- _Exercise task_
Repeat, exactly and completely, the entries shown underneath.

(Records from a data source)
#####
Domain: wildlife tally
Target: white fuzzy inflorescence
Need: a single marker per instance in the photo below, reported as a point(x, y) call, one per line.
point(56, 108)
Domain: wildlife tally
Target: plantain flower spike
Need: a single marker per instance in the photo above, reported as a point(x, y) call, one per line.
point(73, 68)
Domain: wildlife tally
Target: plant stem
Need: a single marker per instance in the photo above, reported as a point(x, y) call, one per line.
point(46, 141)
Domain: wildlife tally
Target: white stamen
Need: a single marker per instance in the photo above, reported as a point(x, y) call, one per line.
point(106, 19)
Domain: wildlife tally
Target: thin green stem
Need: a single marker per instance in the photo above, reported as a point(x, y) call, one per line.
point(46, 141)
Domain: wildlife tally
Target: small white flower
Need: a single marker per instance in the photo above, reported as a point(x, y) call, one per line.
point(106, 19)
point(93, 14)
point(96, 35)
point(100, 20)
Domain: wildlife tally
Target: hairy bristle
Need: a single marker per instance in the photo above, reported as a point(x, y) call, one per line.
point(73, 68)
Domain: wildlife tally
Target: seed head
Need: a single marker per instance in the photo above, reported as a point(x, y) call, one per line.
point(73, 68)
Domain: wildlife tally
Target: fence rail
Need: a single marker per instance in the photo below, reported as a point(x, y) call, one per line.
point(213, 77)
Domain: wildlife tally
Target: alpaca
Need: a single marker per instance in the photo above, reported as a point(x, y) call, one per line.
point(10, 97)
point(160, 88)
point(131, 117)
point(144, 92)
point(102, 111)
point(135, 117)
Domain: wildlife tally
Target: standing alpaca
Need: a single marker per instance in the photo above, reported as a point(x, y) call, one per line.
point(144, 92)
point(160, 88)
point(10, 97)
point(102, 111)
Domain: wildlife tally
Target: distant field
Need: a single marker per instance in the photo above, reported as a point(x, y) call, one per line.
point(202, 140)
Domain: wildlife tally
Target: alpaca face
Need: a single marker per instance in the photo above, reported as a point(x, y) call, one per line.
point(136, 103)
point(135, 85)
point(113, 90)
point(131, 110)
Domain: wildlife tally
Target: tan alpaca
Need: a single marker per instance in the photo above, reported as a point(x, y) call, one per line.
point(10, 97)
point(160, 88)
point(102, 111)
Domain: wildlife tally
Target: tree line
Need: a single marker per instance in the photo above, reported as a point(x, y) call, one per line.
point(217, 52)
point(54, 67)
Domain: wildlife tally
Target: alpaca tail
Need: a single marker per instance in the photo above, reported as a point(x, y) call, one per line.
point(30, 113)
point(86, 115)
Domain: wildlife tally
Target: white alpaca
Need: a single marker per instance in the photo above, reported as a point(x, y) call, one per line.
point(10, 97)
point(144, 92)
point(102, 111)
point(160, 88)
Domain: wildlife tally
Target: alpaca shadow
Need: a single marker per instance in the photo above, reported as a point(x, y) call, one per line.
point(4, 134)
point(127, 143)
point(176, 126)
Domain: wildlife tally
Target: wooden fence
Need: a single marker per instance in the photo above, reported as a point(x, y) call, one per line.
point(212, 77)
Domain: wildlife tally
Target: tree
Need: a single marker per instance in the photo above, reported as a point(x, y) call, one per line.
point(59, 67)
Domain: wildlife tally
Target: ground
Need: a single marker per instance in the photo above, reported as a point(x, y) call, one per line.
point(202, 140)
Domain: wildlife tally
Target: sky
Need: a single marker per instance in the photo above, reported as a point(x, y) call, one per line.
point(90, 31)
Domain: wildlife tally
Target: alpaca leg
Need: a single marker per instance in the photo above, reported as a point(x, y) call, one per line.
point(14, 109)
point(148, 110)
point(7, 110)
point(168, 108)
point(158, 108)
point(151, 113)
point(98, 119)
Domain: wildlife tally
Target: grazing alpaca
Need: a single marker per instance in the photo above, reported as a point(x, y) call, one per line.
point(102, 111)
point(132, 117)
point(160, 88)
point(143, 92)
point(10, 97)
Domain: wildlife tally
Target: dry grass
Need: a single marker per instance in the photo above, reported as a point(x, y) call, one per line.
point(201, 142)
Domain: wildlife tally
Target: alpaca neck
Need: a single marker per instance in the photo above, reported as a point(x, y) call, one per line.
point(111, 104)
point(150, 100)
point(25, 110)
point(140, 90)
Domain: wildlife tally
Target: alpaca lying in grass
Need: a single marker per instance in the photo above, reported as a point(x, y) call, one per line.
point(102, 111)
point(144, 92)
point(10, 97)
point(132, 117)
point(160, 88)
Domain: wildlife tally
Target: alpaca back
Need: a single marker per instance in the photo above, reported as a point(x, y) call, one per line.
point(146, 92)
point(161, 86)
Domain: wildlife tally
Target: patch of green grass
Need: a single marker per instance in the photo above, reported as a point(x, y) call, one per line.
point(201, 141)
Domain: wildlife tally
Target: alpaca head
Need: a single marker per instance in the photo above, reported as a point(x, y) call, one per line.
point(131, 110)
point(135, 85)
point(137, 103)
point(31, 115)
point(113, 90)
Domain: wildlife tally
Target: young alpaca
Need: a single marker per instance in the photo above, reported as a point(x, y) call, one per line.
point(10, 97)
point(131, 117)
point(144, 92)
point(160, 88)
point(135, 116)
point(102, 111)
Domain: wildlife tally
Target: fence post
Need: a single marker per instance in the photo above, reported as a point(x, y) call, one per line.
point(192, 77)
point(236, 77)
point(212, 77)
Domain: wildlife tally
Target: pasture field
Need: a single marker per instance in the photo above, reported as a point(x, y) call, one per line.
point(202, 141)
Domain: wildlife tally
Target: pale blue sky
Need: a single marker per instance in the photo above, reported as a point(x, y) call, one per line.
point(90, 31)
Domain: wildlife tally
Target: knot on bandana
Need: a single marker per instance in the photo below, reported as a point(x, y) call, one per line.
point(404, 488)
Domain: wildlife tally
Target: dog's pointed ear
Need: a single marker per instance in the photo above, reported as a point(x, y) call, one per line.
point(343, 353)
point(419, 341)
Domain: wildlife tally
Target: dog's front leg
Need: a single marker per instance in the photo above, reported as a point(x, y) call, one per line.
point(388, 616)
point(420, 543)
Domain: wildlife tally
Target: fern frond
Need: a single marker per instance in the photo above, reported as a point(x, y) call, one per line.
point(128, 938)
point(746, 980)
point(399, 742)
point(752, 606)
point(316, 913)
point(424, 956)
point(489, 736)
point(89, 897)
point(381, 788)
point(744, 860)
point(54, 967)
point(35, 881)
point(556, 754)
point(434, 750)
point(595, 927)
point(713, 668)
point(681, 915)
#####
- _Answer below_
Domain: wildlife tally
Target: white fuzzy inflorescence
Need: a single marker per instance in the photo below, reported as a point(x, y) call, one per line.
point(56, 108)
Domain: wildlife tally
Target: plantain flower spike
Need: a single marker per instance in the photo above, reported as a point(x, y) call, one per line.
point(73, 68)
Domain: wildlife tally
Target: plant stem
Need: a single marker per instance in the photo above, reported as a point(x, y) call, one per line.
point(46, 141)
Domain: wildlife tally
Target: white stamen
Need: a single marker per instance in the photo above, reported as a point(x, y) call, one per line.
point(106, 19)
Domain: wildlife tally
Target: thin green stem
Need: a single marker per instance in the photo above, reported as a point(x, y) call, one per line.
point(46, 141)
Domain: wildlife tally
Target: small white flower
Need: a single marker per instance in the photo above, reported as a point(x, y) call, one per line.
point(106, 19)
point(93, 14)
point(96, 35)
point(100, 20)
Domain: wildlife tally
Target: hairy bristle
Need: a single marker per instance in the photo above, reported as a point(x, y) call, one per line.
point(73, 68)
Domain: wildlife tally
Target: seed head
Need: a single marker per instance in the photo above, reported as a point(x, y) call, one per line.
point(73, 68)
Domain: wildlife tally
Target: fence rail
Need: a single marker per instance in the photo below, reported as a point(x, y) call, one per line.
point(213, 77)
Domain: wildlife tally
Target: alpaca
Need: a single marker per instance in the photo above, reported as a point(x, y) call, one per line.
point(10, 97)
point(160, 88)
point(131, 117)
point(144, 92)
point(102, 111)
point(135, 117)
Domain: wildlife tally
Target: standing alpaca
Need: a single marker per instance in the photo above, reported as a point(x, y) call, one per line.
point(144, 92)
point(160, 88)
point(10, 97)
point(102, 111)
Domain: wildlife tally
Target: distant field
Need: a single marker per instance in the photo above, reported as a point(x, y) call, one per line.
point(202, 140)
Domain: wildlife tally
Target: alpaca face
Need: a single marker per instance in the photo above, reported as a point(x, y) call, one per line.
point(136, 103)
point(135, 85)
point(113, 90)
point(131, 110)
Domain: wildlife tally
Target: tan alpaca
Need: a single marker per instance in the photo above, reported as a point(x, y) call, one per line.
point(10, 97)
point(160, 88)
point(102, 111)
Domain: wildlife tally
Target: tree line
Need: a single marker per instance in the photo above, reported as a point(x, y) call, one per line.
point(217, 52)
point(54, 67)
Domain: wildlife tally
Target: alpaca tail
Need: a single marker per instance in the photo above, reported as a point(x, y) call, one per line.
point(30, 113)
point(86, 115)
Domain: wildlife tally
Target: white alpaca
Need: a single marker per instance in the photo above, reported as a point(x, y) call, one per line.
point(10, 97)
point(144, 92)
point(102, 111)
point(160, 88)
Domain: wildlife tally
Target: alpaca shadow
Need: a single marker per instance in the photo above, reported as a point(x, y) call, one per line.
point(4, 134)
point(127, 143)
point(176, 126)
Domain: wildlife tally
Target: wooden fence
Need: a single marker per instance in the photo above, reported as a point(x, y) call, one per line.
point(212, 77)
Domain: wildlife tally
Target: tree
Need: a single marker per instance in the photo above, reported as a point(x, y) call, one per line.
point(59, 67)
Domain: wildlife tally
Target: ground
Need: a single marker per instance in the photo above, reported as a point(x, y) call, one per line.
point(202, 140)
Domain: wildlife tally
Target: sky
Need: a single marker per instance in the photo above, reported as a point(x, y) call, one per line.
point(90, 31)
Domain: wildlife tally
Target: alpaca leg
Need: a single marker per instance in the photo above, reported as a point(x, y) call, one per line.
point(14, 109)
point(148, 110)
point(7, 110)
point(168, 108)
point(158, 108)
point(151, 113)
point(98, 119)
Domain: wildlife tally
Target: grazing alpaca
Need: a single marker per instance in the photo above, reported as a point(x, y) call, one per line.
point(102, 111)
point(132, 117)
point(160, 88)
point(143, 92)
point(10, 97)
Domain: wildlife tally
Target: dry grass
Need: a single marker per instance in the photo above, reported as a point(x, y) call, one per line.
point(201, 142)
Domain: wildlife tally
Target: alpaca neck
Need: a single marker per instance in the photo above, reported as a point(x, y) call, one per line.
point(111, 104)
point(150, 100)
point(25, 110)
point(140, 90)
Domain: wildlife tally
Target: alpaca lying in grass
Need: a single marker per instance in the photo above, reported as a point(x, y) call, one per line.
point(102, 111)
point(144, 92)
point(10, 97)
point(132, 117)
point(160, 88)
Domain: wildlife tally
Target: alpaca back
Need: a single marker per instance in the photo above, reported as a point(x, y) call, one per line.
point(146, 92)
point(161, 86)
Domain: wildlife tally
Target: patch of green grass
Need: a single marker per instance in the photo above, reported as a point(x, y) call, one per line.
point(201, 141)
Domain: wildlife tally
Target: alpaca head
Need: a single marker per instance in the photo above, reported as a point(x, y) call, one per line.
point(131, 110)
point(135, 85)
point(137, 103)
point(31, 115)
point(113, 90)
Domain: wildlife tally
Target: young alpaca
Need: a single marker per instance in the photo above, reported as a point(x, y) call, one per line.
point(10, 97)
point(131, 117)
point(144, 92)
point(160, 88)
point(135, 116)
point(102, 111)
Domain: wildlife tally
Target: fence post
Need: a single marker per instance in the photo above, reported as a point(x, y) call, one per line.
point(192, 77)
point(236, 77)
point(212, 77)
Domain: wildlife tally
Target: pasture field
Need: a single marker per instance in the photo above, reported as a point(x, y) call, one per line.
point(202, 141)
Domain: wildlife tally
Target: pale blue sky
Need: a single marker per instance in the photo above, reported as a point(x, y) call, one per line.
point(90, 31)
Domain: wildlife tally
Target: knot on bandana
Need: a single marker per instance in the photo below, reported as a point(x, y) call, one per line.
point(404, 488)
Domain: wildlife tally
Target: dog's pointed ear
Need: a single marker per instance in the photo above, reported as a point(x, y) call, one per line.
point(343, 353)
point(419, 341)
Domain: wildlife tally
Target: dog's front leg
Need: a single marker per instance in the photo above, reported as a point(x, y) call, one per line.
point(388, 616)
point(420, 543)
Domain: wildlife tally
Target: fern frond
Need: a single marker per instance in the photo above, reported as a point(x, y) call, one per line.
point(128, 938)
point(746, 980)
point(399, 742)
point(752, 606)
point(316, 913)
point(424, 956)
point(489, 736)
point(89, 897)
point(381, 788)
point(744, 860)
point(54, 967)
point(35, 881)
point(556, 754)
point(434, 750)
point(595, 927)
point(713, 668)
point(681, 915)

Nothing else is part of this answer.